(STATED TASK 1) Using the conference agenda below, say whether each statement agrees with it. Answer yes or no, and quote the words that decide it. (a) The Opera as Worldmaking session takes place in Northstar Ballroom B. (b) The search bar can search by keyword. (c) Grey marks performances.

(TEXT PROVIDED)

Conference Agenda

The Online Program of events for the 2025 AMS-SMT Joint Annual Meeting appears below. This program is subject to change. The final program will be published in early November.

Use the "Filter by Track or Type of Session" or "Filter by Session Topic" dropdown to limit results by type. Some of the sessions are also color coded: purple indicates performances, grey indicates paper forums, and orange indicates sessions which will be either remote, hybrid, or available online via the AMS Select Pass.

Use the search bar to search by name or title of paper/session. Note that this search bar does not search by keyword.

Click on the session name for a detailed view (with participant names and abstracts).

 
 
Session Overview
Session
Opera as Worldmaking
Time:
Thursday, 06/Nov/2025:
2:15pm - 3:45pm

Location: Northstar Ballroom B

Session Topics:
Opera / Musical Theater, Gender / Sexuality / LGBTQ Studies, Race / Ethnicity / Social Justice, AMS

Show help for 'Increase or decrease the abstract text size'
Presentations

Opera as Worldmaking

Chair(s): Claudio Vellutini (University of British Columbia)

Based in the speculative tradition of science fiction, “worldbuilding” refers to crafting detailed alternate realities as a means of exploring the possibilities, and limitations, of the “real” world. “Worldmaking,” in turn, describes a similar process as carried out through representations of the “real” or lived world, often via history, myth, and other modes of cultural knowledge production. Opera has long engaged in such projects of worldmaking, inviting us—even commanding us—to temporarily enter into its other worlds through song, scenography, staging, and more. The question is, how and why has operatic worldmaking in particular attempted to re-shape operagoers’ relations to the “real” world?

The three papers in this session stretch across four centuries in order to explore opera in different historical moments as a vehicle for mapping, encountering, dominating, knowing, or otherwise experiencing some version of “the world.” Drawing on definitions of worldmaking from both postcolonial history and performance studies (Getachew 2019; Kondo 2018), we interrogate operatic worldmaking as a process enacted through representations of gendered and racialized bodies; reconfigurations of historical, national, and colonial-imperial narratives; experiences of live performance; and (re)mediations in printed texts and audio technologies.

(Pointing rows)

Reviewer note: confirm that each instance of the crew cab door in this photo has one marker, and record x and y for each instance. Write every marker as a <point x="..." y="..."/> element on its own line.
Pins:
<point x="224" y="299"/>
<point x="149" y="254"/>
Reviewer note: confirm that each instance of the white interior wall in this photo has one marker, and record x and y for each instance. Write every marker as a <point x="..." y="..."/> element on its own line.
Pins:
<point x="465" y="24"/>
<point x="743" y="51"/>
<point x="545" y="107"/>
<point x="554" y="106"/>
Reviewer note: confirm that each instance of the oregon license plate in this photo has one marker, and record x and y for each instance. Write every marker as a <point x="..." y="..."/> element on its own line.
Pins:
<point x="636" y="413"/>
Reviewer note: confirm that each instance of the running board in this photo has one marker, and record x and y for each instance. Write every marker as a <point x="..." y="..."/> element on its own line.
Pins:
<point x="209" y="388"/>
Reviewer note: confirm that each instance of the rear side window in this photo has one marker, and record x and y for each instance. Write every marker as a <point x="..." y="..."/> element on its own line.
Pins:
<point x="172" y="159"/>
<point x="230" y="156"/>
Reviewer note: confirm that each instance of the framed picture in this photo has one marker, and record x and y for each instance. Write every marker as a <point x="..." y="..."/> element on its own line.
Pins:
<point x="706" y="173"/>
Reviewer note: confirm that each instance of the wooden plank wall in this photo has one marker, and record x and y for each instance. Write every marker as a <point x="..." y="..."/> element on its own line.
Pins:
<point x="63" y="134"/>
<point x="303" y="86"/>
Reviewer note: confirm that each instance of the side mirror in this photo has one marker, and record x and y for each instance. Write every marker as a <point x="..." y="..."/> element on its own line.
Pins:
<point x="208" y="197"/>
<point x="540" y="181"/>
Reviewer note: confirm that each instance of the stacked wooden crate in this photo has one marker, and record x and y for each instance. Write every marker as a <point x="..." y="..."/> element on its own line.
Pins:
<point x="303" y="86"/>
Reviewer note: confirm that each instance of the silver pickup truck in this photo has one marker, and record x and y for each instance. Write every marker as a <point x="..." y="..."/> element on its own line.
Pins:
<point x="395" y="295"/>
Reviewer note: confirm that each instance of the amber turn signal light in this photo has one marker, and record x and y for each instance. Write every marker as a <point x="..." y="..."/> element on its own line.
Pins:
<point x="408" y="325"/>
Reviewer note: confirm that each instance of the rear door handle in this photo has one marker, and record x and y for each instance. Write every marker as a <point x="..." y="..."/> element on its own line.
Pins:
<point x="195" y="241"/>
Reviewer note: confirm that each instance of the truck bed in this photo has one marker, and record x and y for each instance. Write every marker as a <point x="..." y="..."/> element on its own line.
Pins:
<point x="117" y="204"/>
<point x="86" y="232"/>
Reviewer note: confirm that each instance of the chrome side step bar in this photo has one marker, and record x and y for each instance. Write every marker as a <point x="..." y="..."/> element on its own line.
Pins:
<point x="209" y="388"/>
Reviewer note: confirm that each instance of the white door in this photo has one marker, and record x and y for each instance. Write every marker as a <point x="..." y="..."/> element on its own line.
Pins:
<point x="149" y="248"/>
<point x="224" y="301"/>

...

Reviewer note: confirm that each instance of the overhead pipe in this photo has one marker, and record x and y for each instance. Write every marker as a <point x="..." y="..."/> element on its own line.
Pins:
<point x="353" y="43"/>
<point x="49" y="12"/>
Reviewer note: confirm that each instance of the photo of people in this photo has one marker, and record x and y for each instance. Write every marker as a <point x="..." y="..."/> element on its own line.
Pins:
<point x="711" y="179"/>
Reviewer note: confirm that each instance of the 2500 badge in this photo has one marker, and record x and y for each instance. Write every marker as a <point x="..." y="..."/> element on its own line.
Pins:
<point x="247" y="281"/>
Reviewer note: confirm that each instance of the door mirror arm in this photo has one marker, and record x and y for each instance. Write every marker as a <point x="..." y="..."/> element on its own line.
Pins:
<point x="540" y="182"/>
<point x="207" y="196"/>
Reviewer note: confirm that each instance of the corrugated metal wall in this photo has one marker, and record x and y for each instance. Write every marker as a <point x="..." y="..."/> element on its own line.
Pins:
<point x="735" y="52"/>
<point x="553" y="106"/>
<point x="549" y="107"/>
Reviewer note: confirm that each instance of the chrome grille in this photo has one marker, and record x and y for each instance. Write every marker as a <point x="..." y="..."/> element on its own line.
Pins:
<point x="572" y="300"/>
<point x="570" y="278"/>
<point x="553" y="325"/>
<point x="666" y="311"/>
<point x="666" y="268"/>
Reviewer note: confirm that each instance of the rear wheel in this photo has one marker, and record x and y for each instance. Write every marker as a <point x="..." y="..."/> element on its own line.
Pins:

==

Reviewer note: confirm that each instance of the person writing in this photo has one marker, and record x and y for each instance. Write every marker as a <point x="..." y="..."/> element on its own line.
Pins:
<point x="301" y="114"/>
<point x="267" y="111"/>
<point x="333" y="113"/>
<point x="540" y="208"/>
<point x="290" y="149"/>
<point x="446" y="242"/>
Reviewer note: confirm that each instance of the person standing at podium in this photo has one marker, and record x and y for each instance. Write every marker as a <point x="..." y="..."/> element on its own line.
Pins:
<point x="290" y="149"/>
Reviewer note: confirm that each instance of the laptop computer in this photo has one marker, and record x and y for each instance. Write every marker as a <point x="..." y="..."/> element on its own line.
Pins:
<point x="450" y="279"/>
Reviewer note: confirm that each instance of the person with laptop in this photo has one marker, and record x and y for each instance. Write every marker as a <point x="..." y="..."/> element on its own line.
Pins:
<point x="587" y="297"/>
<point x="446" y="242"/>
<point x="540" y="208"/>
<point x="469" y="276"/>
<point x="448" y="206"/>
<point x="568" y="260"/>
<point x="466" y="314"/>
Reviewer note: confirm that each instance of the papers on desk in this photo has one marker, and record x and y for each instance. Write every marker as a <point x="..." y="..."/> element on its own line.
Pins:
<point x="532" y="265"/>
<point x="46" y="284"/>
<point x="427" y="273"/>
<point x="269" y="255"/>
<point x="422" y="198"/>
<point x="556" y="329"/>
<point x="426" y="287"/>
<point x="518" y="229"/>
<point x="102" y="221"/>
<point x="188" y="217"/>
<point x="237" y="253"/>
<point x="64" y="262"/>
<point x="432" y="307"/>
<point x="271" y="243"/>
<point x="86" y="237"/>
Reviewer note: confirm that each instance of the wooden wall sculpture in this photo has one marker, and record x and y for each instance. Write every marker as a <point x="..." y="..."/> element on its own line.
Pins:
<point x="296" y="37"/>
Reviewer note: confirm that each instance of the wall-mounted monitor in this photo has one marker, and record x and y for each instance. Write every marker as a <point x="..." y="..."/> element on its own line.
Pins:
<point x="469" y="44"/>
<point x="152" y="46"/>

(STATED TASK 2) Filter the rows above down to each line that contains the string "laptop", and copy those lines.

(PROBLEM SOLUTION 1)
(a) Yes: "Location: Northstar Ballroom B"
(b) No: "Note that this search bar does not search by keyword."
(c) No: "purple indicates performances, grey indicates paper forums"

(PROBLEM SOLUTION 2)
Reviewer note: confirm that each instance of the laptop computer in this photo has one marker, and record x and y for each instance. Write every marker as a <point x="..." y="..."/> element on its own line.
Reviewer note: confirm that each instance of the person with laptop in this photo has one marker, and record x and y for each instance. Write every marker as a <point x="..." y="..."/> element on its own line.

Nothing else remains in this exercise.